┌─ LISTING

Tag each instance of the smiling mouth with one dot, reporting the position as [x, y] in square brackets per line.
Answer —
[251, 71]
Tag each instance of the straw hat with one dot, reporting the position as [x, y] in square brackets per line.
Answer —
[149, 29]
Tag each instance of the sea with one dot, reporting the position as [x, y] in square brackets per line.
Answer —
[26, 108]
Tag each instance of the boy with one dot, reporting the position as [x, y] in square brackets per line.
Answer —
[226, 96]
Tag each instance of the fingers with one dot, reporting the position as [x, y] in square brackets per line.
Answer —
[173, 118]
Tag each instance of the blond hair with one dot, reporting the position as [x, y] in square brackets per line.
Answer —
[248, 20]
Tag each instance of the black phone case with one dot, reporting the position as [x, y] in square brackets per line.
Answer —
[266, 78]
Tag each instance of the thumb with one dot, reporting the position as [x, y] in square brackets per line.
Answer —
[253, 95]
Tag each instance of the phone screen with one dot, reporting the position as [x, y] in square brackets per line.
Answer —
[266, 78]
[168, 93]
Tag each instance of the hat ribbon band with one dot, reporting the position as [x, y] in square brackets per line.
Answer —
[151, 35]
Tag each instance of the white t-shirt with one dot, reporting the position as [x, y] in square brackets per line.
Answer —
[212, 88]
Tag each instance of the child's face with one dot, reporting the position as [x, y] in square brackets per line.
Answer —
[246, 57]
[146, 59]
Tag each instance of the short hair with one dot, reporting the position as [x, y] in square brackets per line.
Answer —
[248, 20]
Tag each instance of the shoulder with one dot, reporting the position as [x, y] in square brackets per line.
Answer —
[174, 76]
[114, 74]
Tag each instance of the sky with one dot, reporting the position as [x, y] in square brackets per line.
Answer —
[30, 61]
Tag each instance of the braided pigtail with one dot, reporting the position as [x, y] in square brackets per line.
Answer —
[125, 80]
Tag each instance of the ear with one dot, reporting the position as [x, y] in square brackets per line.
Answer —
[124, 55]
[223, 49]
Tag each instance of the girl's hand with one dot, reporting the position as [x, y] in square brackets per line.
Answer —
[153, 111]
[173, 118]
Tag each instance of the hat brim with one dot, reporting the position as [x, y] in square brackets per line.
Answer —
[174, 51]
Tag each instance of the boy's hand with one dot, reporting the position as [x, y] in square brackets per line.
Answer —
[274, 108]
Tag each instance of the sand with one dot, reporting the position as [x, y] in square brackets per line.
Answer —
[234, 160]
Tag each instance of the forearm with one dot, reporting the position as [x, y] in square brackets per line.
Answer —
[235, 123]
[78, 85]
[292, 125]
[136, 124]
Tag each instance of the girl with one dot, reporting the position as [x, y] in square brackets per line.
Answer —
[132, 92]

└─

§ THE REQUEST:
All of the lines above need to be given again exactly.

§ OUTPUT OF THE EXERCISE:
Tag each instance of the smiling mouth with one dot, reporting the position as [x, y] in square brackets per line.
Answer —
[251, 71]
Tag each instance of the straw hat with one dot, reporting the position as [x, y] in square brackets per line.
Answer —
[149, 29]
Tag each instance of the sea with one dot, reporting the position as [x, y] in square brackets per line.
Answer —
[26, 108]
Tag each instance of the boy with one dot, reporting the position as [x, y] in square brackets per line.
Answer —
[226, 96]
Tag each instance of the fingers with one dot, reporting the position as [x, y] in square brackets per line.
Answer —
[173, 118]
Tag each instance of the blond hair with one dot, reporting the position as [x, y] in square brackets per line.
Answer —
[248, 20]
Tag each instance of the black phone case with one dot, reporting the position as [x, y] in square brackets per line.
Answer —
[266, 78]
Tag each instance of the thumb with one dot, reporting the position as [x, y] in square brackets per line.
Answer —
[253, 95]
Tag each instance of the phone screen with one dot, reporting the position as [x, y] in square brackets per line.
Answer —
[266, 78]
[168, 93]
Tag each instance of the hat ribbon band with one dot, reporting the position as [x, y] in square brackets per line.
Answer —
[151, 35]
Tag each instance of the white t-shirt with one dot, reporting the position as [x, y] in square brackets per line.
Answer —
[212, 88]
Tag each instance of the child's face with one dot, reporting the position as [x, y] in square brackets per line.
Answer —
[246, 57]
[146, 59]
Tag each instance of the short hair with one dot, reporting the position as [x, y] in square brackets per line.
Answer —
[248, 20]
Tag each instance of the shoulder with one dot, reporting the position as [x, y] in square brackets per line.
Answer —
[174, 76]
[114, 74]
Tag each instance of the sky with one dot, reporting the position as [x, y] in square brackets per line.
Answer —
[30, 61]
Tag each instance of the braided pigtail with one dot, reporting the position as [x, y] in square brackets per line.
Answer —
[125, 80]
Tag each instance of the ear with one dot, reporting the position as [x, y] in square brackets per line.
Answer —
[124, 55]
[223, 49]
Tag each instance of the girl's hand with one dot, reporting the position as [x, y] in square brackets per line.
Answer —
[153, 111]
[173, 118]
Tag each instance of the hat brim with one dot, reporting the position as [x, y] in square brackets per line.
Answer —
[174, 51]
Tag each instance of the boy's hand with one dot, reporting the position as [x, y] in square brackets per line.
Answer —
[274, 108]
Tag each instance of the sand with one dot, reporting the position as [x, y] in square brackets per line.
Answer —
[234, 160]
Tag each instance of the forearm with one dot, reporting the position as [x, y] in square brackets per line.
Answer —
[235, 123]
[78, 85]
[292, 125]
[136, 124]
Tag each instance of the girl with one dot, reporting the position as [x, y] in square brackets per line.
Answer —
[132, 92]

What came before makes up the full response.